**What is needed:** Filter this listing down to the lines that contain the word "stadium", and copy them.
______________________________
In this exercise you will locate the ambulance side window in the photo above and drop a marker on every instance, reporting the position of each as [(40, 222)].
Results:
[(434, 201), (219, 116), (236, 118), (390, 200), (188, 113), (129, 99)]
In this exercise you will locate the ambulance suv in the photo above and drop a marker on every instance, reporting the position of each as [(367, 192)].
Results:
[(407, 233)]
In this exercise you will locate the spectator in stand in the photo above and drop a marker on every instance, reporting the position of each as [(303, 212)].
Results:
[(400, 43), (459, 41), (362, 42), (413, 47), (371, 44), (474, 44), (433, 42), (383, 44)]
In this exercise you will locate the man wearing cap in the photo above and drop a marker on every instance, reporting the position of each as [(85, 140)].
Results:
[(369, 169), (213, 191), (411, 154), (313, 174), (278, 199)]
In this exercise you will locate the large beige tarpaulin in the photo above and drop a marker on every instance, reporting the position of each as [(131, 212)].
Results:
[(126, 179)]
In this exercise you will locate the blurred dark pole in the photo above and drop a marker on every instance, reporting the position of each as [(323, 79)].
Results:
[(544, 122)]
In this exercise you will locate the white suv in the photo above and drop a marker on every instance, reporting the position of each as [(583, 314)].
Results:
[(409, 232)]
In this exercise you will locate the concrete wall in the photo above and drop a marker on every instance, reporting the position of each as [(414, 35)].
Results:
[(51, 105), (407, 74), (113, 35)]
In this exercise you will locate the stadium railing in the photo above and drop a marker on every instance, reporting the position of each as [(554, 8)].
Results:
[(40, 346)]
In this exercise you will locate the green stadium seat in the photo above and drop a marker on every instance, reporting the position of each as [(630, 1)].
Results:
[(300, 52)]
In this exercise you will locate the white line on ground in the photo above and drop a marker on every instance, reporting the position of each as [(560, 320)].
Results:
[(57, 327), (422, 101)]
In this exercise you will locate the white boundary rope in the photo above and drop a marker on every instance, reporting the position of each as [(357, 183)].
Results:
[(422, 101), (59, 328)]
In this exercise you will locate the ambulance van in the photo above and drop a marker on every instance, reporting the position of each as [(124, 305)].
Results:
______________________________
**Your response:**
In this exercise you will locate the stadium railing in the photo above and drop a marker on every instance, reporting the position of each as [(554, 8)].
In this exercise you will locate the green stadium seat in the photo above and drop a marker on every instance, reporting the position of each as [(630, 1)].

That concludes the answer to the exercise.